Text for analysis section start

Modern anatomy orginated with Andreas Vesalius who first provided a look inside the human body based on dissection.
De Humani Corporis Fabrica . . . Venice: Franciscum Franciscium Senensem, & Joannem Criegher, 1568.
Andreas Vesalius (1514-1564) is considered the founder of modern human anatomy -- prior anatomical study had been based mostly on animal cadavers. He carefully supervised the artists who created accurate and artful illustrations. The artistry reflects the influence of Titian, whose school was a dominant influence in Venice at the time. Although no one has been able to identify the artists who contributed to this work, it is probable that Titian himself drew some of the plates.
This posthumous 1568 edition on display is smaller than earlier editions and is based on woodcuts reproduced by Johann Criegher. It joins the library's copy of the first edition of 1543.
Andreae Vesalii Bruxellensis Icones Anatomicae. Ediderunt Academia Medicinae Nova-Eboracensis et Bibliotheca Universitatis Monacensis. New York: McFarlane, Warde, 1934.

Text for analysis section end
Information section start

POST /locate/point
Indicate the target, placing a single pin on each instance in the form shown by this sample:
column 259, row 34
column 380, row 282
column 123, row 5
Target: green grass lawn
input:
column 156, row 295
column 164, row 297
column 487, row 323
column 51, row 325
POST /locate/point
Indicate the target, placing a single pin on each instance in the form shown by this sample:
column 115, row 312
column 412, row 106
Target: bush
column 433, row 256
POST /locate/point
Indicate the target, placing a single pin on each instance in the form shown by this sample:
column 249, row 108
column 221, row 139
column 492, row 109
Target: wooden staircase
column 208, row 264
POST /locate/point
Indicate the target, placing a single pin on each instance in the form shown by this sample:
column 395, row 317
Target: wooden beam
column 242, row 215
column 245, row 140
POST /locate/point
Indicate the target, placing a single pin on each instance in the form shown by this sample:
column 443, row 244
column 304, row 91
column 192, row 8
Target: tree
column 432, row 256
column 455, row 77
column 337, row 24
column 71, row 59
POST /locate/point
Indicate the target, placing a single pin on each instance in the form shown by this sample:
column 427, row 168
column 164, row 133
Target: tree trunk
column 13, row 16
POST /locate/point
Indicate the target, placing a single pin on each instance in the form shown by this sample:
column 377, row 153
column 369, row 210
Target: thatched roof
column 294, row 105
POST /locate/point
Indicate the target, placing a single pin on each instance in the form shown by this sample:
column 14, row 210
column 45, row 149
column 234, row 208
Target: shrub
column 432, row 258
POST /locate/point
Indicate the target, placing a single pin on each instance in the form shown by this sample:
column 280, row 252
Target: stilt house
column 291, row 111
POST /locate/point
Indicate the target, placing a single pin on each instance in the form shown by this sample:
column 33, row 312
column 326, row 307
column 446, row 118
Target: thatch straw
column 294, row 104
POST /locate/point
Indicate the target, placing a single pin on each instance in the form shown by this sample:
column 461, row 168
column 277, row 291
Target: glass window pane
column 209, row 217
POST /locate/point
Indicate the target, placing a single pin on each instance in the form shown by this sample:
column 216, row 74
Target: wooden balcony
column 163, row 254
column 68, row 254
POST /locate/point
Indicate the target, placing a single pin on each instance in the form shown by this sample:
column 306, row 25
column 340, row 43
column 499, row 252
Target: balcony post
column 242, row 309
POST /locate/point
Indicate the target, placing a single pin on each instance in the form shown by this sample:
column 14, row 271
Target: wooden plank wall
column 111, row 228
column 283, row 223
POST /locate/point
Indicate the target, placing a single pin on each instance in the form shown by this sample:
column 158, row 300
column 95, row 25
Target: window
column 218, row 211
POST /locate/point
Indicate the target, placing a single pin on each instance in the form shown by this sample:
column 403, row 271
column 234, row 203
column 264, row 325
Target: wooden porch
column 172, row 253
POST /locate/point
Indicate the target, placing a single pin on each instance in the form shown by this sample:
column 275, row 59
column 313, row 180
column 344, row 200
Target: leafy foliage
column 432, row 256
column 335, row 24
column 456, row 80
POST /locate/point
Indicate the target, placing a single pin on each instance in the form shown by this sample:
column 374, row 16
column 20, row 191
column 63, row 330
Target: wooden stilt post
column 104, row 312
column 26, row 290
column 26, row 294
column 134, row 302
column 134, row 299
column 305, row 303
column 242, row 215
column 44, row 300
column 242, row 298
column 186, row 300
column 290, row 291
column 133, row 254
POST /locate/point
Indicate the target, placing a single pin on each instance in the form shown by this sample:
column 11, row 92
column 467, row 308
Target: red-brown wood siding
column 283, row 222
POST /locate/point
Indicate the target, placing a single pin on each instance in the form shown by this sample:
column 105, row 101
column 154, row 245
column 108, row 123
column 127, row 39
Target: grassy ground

Information section end

* Exercise brief *
Reproduce the text about Andreas Vesalius and modern anatomy above, word for word and in full.

* Task output *
Modern anatomy orginated with Andreas Vesalius who first provided a look inside the human body based on dissection.
De Humani Corporis Fabrica . . . Venice: Franciscum Franciscium Senensem, & Joannem Criegher, 1568.
Andreas Vesalius (1514-1564) is considered the founder of modern human anatomy -- prior anatomical study had been based mostly on animal cadavers. He carefully supervised the artists who created accurate and artful illustrations. The artistry reflects the influence of Titian, whose school was a dominant influence in Venice at the time. Although no one has been able to identify the artists who contributed to this work, it is probable that Titian himself drew some of the plates.
This posthumous 1568 edition on display is smaller than earlier editions and is based on woodcuts reproduced by Johann Criegher. It joins the library's copy of the first edition of 1543.
Andreae Vesalii Bruxellensis Icones Anatomicae. Ediderunt Academia Medicinae Nova-Eboracensis et Bibliotheca Universitatis Monacensis. New York: McFarlane, Warde, 1934.